→ **Your instructions**
Show each line of the listing in which the word "sleeve" occurs.

→ **Data excerpts**
*** Block opens ***

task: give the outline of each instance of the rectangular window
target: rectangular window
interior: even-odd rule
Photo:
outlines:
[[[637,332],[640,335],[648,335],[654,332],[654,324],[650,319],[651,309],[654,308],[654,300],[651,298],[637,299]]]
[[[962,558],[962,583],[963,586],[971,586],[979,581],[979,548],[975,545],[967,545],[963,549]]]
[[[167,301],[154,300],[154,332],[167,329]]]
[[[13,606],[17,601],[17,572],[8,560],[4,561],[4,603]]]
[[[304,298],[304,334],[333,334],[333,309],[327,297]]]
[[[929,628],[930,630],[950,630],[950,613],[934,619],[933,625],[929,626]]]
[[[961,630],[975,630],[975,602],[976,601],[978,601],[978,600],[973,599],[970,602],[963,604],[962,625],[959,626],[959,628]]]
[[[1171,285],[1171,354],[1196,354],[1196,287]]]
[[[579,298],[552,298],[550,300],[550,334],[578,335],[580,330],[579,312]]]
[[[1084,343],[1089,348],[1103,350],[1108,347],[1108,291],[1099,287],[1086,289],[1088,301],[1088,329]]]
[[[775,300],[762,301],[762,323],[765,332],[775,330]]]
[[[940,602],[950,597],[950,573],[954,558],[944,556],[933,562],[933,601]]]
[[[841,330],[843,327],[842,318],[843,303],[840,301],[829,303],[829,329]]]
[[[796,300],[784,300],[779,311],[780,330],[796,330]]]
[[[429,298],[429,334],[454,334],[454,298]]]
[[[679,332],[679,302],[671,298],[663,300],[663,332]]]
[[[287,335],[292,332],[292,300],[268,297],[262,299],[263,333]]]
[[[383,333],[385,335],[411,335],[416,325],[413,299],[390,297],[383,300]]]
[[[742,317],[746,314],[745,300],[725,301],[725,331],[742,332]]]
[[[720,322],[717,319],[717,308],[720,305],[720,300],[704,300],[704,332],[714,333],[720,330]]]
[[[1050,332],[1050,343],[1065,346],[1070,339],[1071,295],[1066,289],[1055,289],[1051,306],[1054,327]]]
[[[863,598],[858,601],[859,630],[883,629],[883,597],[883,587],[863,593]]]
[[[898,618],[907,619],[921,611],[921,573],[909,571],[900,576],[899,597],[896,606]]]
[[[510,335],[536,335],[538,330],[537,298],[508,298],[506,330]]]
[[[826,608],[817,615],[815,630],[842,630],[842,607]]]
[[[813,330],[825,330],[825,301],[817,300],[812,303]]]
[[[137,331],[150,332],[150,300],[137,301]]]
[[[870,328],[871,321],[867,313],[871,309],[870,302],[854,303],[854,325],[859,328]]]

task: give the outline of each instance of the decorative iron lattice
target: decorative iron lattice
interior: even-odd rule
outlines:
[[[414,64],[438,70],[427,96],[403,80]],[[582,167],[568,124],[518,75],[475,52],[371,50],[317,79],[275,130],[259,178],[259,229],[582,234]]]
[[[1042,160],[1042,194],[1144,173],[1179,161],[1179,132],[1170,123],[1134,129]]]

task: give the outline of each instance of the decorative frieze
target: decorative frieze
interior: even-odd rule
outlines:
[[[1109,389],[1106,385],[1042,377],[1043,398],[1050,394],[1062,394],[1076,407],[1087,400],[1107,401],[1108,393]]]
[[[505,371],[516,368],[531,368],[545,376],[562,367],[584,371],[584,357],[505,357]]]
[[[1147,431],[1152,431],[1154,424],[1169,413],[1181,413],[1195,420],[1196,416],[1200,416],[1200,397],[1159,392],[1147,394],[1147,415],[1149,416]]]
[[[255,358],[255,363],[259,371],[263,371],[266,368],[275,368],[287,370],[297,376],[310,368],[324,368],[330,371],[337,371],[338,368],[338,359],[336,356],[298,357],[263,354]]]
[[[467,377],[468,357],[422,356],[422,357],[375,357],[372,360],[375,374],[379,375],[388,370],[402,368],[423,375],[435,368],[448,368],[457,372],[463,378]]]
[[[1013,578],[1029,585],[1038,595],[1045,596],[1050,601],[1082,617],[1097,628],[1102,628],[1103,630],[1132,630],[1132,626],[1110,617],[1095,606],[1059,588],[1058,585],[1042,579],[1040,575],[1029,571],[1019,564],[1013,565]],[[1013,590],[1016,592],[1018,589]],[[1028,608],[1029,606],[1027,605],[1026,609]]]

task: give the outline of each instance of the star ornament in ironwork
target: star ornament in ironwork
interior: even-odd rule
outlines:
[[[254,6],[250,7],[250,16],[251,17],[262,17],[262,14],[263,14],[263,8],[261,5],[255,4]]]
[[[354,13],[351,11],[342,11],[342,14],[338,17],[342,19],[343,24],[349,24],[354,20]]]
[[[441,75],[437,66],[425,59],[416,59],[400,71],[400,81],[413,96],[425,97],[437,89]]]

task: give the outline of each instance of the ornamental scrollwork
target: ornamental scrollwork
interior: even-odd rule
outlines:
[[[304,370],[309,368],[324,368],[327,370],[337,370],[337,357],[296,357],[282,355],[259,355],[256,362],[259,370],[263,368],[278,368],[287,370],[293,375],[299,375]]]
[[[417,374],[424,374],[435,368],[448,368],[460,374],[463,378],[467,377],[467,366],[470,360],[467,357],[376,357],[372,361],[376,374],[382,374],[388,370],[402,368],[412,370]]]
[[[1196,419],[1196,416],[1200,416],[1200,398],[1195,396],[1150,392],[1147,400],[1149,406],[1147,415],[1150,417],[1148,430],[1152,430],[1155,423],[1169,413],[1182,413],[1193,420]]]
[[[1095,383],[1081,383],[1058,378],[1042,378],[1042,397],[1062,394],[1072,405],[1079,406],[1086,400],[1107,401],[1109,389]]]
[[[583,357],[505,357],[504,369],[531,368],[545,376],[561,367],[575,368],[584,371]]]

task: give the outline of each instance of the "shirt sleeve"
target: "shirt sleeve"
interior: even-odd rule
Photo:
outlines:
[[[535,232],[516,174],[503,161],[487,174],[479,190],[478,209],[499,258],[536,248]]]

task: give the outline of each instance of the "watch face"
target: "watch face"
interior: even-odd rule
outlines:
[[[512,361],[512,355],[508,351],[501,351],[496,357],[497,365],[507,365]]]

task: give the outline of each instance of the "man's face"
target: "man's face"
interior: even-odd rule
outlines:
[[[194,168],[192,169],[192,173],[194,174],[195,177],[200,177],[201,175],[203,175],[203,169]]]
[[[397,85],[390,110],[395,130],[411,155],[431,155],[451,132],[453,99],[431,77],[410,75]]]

*** Block closes ***

→ **Expected answer**
task: give the outline of each instance of the "shirt sleeve"
target: "shirt sleeve"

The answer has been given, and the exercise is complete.